**To do**
The required output is the whole listing below, unchanged.

── Source data ──

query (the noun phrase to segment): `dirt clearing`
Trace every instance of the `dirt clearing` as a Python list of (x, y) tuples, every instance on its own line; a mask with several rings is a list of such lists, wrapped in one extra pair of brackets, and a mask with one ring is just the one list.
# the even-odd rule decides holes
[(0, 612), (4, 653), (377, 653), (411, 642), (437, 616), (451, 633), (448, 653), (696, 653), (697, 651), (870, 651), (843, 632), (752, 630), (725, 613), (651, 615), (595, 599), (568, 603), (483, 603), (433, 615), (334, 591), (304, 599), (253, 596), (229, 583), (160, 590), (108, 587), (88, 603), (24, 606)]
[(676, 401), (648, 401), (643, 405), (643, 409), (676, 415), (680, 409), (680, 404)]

───

**Answer to this problem**
query (the noun phrase to segment): `dirt clearing`
Trace every instance of the `dirt clearing` as a Python list of (x, y) tuples, every instance on its own line; a mask with several rings is a list of such lists, wrapped in one extra pair of brackets, and a mask with one ring is just the one list.
# the even-odd rule decides holes
[(0, 612), (4, 653), (377, 653), (411, 642), (437, 616), (451, 633), (448, 653), (696, 653), (697, 651), (870, 651), (843, 632), (752, 630), (725, 613), (651, 615), (595, 599), (568, 603), (483, 603), (433, 615), (334, 591), (304, 599), (253, 596), (229, 583), (160, 590), (108, 587), (88, 603), (24, 606)]
[(676, 401), (648, 401), (643, 405), (643, 409), (676, 415), (680, 409), (680, 404)]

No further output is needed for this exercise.